● **TRECHO EXTRAÍDO**:

════════════════════

No momento em que o ex-primeiro ministro italiano Silvio Berlusconi - famoso pelos escândalos sexuais com adolescentes e prostitutas - entrava na seção eleitoral para votar em Milão, em fevereiro, no auge do inverno europeu, Inna Shevchenko, Oksana Shachko e Elvire Duval-Sharle infiltravam-se no local misturadas à confusão de imprensa e curiosos. Aguardaram o momento em que Berlusconi estava a poucos metros de distância e, em um só golpe, retiraram seus suéteres, gritaram e exibiram os torsos nus pintados com o slogan "Chega de Silvio". Imediatamente, dezenas de policiais impediram que o trio barulhento se aproximasse mais do Il Cavaliere, arrastando as mulheres para fora enquanto elas esperneavam e berravam.Uma foi atirada em uma poça d'água, segurada pelos cabelos, outra resistiu a coices a ser empurrada para uma viatura. Aquele era o segundo grande "ataque" naquele mês do grupo Femen. Dias antes, as mesmas ativistas, em um grupo maior, haviam provocado furor na Catedral de Notre Dame, em Paris, entoando, seminuas, "Chega de Papa".

════════════════════

● **REGISTROS FORNECIDOS**:
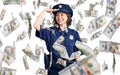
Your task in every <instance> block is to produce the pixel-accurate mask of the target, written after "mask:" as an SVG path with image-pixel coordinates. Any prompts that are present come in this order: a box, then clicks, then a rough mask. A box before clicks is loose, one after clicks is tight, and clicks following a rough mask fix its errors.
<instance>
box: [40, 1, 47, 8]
mask: <svg viewBox="0 0 120 75" xmlns="http://www.w3.org/2000/svg"><path fill="white" fill-rule="evenodd" d="M40 5H41V6H45V7H48V3H47V2H41V3H40Z"/></svg>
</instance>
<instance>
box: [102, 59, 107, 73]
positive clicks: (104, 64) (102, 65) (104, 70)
mask: <svg viewBox="0 0 120 75" xmlns="http://www.w3.org/2000/svg"><path fill="white" fill-rule="evenodd" d="M107 69H108V65H107V64H106V63H105V61H104V64H103V65H102V70H103V71H105V70H107Z"/></svg>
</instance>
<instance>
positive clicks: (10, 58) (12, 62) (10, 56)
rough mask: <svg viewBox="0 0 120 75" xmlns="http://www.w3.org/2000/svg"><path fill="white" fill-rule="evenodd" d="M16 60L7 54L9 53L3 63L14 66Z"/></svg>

════════════════════

● **REQUISITO**:
Dê continuidade ao texto sobre os protestos do grupo Femen, partindo logo após a última frase apresentada.

● **RESULTADO DA TAREFA**:
Em 8 de abril, o feito foi ainda mais ousado. A ucraniana Alexandra Shevchenko, 25 anos, escureceu os longos cabelos loiros e despistou o aparato de segurança russo e alemão, ficando cara a cara com seu alvo, o presidente da Rússia, Vladimir Putin, que era ciceroneado pela chanceler Angela Merkel em uma visita à feira industrial de Hannover. Ao ver a manifestante de peito aberto e punhos em riste, Putin apenas sorriu e, depois, para a ira do movimento, teceu um comentário:
- Gostei.
Nos últimos meses, o Femen vem reposicionando e reforçando sua atuação. Além do escritório em Kiev, onde se organizam desde 2008, criaram representações na França e na Alemanha e passaram a estampar notícias com protestos cada vez mais ousados - até saíram seminuas com bigodes de Hitler para associar a indústria do sexo ao nazismo -, sempre com a marca registrada, o topless.
Inna deixou a Ucrânia e se mudou para Paris depois de ter, em 17 agosto de 2012, derrubado com uma serra elétrica uma cruz no centro da capital de seu país em apoio às integrantes presas da banda russa Pussy Riot. Diz ter sido perseguida pelo Serviço de Segurança da Ucrânia depois daquilo e fugiu para a França despistando a vigilância. Lá, instalou uma filial maior que a matriz e que se transformou na sede do coletivo. Alexandra migrou para a Alemanha em janeiro e recruta ativistas pelos país.
Para fazer parte do Femen, as aspirantes aprendem a jamais rir em um protesto, a fugir de poses sensuais, a resistir à polícia, a gritar palavras de ordem ritmadas e estridentes e, o principal, a se mostrar furiosas.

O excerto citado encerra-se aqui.